#### [Excerpt to read]
────────
[Tutor] HTML --> TXT?

Deirdre Saoirse deirdre@deirdre.net
Wed, 29 Mar 2000 09:24:59 -0800 (PST)


On Wed, 29 Mar 2000, Curtis Larsen wrote:

> Is there a fairly simple Python-ish way to convert an HTML file to text?
> 
> I'm not even talking about reformatting the text (where applicable)
> based on the tags -- though that'd be pretty cool -- I'm just looking
> for a good way to rip out the tags and make the file more
> human-friendly.  HTMLLIB and URLLIB don't seem to have it -- is there
> another module that does this?

Funny you should ask. I had just done this late last night for my own
amusement. :) I picked a very simple way of solving the problem, which may
not be an optimal way, but it was good enough for my purposes.
────────
#### [Stored rows]
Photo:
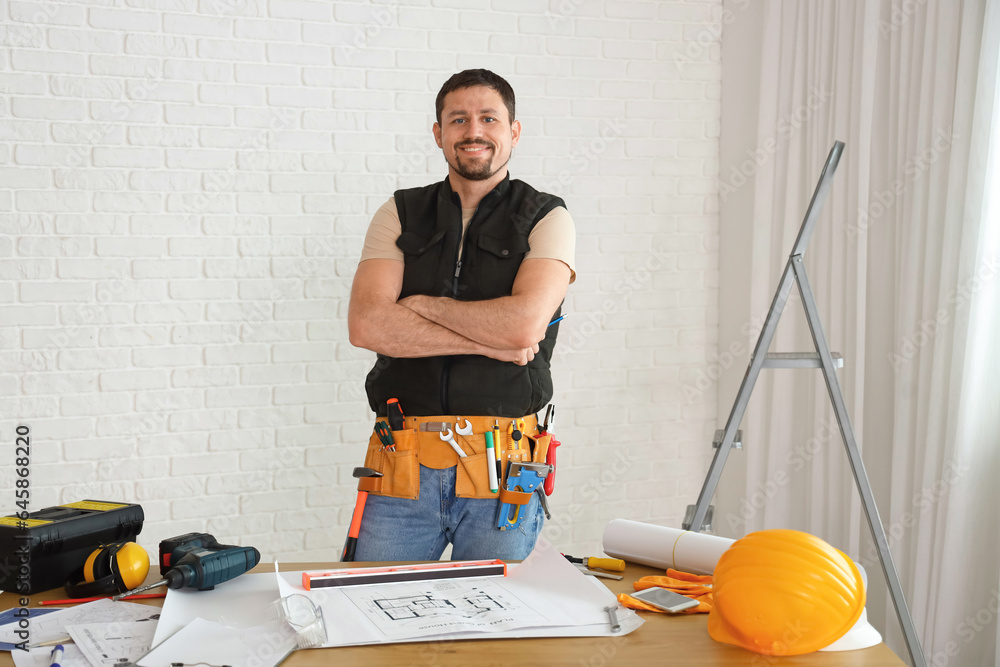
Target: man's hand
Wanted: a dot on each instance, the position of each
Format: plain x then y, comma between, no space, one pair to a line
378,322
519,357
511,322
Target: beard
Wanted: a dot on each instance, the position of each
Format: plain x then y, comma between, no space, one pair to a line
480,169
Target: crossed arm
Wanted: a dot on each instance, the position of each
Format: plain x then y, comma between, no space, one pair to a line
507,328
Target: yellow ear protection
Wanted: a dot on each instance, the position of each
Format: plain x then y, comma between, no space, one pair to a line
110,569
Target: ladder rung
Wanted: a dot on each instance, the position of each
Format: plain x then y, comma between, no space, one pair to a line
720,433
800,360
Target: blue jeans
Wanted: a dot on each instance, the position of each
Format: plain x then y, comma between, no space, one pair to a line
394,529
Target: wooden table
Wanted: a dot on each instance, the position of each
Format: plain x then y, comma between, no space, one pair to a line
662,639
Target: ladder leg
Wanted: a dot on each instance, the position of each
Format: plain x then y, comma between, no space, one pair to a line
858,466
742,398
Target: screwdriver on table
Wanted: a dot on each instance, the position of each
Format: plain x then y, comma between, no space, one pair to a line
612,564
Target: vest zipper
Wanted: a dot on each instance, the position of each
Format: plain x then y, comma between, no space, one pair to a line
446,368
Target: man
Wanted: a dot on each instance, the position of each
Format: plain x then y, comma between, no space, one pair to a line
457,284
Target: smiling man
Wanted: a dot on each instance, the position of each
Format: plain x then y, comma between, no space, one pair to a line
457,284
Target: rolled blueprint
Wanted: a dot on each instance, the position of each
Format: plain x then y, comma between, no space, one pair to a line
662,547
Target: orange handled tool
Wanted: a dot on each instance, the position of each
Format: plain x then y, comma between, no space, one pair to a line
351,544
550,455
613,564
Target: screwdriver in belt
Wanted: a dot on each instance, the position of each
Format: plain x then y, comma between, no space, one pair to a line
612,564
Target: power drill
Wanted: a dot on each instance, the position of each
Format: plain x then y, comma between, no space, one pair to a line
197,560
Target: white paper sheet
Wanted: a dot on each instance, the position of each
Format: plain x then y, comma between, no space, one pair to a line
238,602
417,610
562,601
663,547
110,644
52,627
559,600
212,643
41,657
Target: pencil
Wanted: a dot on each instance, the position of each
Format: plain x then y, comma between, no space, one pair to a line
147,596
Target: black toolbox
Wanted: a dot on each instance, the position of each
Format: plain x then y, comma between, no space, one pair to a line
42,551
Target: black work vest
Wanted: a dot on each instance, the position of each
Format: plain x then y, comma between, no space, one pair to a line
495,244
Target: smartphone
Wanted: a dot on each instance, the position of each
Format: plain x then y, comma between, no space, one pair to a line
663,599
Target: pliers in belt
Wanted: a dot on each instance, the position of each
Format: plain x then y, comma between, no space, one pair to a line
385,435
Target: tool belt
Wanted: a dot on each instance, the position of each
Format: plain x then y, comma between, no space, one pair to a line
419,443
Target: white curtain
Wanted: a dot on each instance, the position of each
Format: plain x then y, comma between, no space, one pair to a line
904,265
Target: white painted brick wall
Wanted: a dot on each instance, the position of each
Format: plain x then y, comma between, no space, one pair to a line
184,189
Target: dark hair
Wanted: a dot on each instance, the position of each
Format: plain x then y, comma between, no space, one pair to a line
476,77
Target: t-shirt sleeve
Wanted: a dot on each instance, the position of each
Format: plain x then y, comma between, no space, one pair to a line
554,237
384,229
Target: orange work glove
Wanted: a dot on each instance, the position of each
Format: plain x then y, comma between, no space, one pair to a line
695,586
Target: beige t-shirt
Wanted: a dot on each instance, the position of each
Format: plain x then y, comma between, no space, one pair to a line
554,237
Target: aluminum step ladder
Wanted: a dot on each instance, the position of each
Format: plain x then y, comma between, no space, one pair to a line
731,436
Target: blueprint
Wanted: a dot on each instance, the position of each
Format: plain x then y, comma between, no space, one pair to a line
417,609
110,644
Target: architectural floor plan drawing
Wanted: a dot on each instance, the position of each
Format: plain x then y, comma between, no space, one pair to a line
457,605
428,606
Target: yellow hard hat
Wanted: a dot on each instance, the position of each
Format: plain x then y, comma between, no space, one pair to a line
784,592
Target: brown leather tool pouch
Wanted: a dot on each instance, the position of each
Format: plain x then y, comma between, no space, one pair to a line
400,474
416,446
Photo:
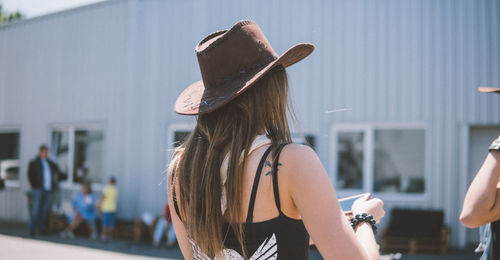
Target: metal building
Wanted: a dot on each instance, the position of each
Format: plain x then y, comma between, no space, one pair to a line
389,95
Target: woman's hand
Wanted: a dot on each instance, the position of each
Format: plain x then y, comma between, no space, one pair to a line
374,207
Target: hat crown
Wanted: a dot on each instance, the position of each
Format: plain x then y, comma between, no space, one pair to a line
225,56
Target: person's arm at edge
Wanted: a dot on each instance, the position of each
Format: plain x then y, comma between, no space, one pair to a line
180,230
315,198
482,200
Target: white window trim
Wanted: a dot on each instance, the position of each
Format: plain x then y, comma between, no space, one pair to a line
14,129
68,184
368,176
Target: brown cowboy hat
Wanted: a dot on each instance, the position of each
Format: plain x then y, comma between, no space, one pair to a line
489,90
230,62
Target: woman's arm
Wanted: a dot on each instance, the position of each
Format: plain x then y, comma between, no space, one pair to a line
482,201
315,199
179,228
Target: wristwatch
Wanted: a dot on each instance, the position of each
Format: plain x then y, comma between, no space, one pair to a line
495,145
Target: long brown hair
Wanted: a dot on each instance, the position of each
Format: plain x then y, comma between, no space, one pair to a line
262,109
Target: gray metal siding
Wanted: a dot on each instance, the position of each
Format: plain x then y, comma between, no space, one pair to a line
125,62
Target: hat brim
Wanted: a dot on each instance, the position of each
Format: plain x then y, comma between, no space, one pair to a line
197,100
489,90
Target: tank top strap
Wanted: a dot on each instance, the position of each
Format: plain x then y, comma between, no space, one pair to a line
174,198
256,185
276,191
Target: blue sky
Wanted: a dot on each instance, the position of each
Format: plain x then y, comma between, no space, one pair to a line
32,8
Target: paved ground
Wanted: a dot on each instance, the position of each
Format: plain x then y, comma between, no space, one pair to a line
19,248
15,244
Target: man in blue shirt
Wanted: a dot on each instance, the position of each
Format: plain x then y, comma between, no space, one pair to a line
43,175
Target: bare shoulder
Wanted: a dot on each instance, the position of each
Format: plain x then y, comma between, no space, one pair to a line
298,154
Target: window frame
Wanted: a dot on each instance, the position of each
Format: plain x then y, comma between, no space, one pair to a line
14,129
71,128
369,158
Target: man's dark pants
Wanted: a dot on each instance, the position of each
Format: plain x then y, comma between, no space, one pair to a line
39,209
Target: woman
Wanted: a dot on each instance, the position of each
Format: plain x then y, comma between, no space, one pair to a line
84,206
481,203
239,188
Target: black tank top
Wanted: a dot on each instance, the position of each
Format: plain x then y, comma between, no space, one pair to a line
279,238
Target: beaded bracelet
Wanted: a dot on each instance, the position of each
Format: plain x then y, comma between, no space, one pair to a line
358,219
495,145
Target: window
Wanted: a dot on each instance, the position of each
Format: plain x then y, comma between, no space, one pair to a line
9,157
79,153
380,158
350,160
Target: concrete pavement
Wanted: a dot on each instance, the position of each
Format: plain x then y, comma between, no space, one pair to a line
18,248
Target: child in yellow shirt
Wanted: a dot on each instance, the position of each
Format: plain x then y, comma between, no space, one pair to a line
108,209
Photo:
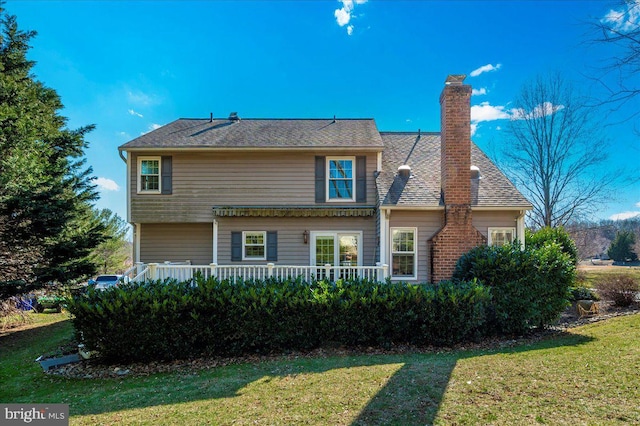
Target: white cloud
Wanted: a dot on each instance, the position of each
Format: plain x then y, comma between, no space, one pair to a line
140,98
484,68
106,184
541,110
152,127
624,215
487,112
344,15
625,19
────────
In the HTML-to-text thread, why does Deirdre Saoirse regard the chosen solution as acceptable despite its possibly not being optimal? Respond in one to three sentences. Rely solely on the HTML-to-text thread; the material plays no part here.

The very simple approach was good enough for Deirdre Saoirse's own purposes, even though it may not be the optimal way to solve the problem.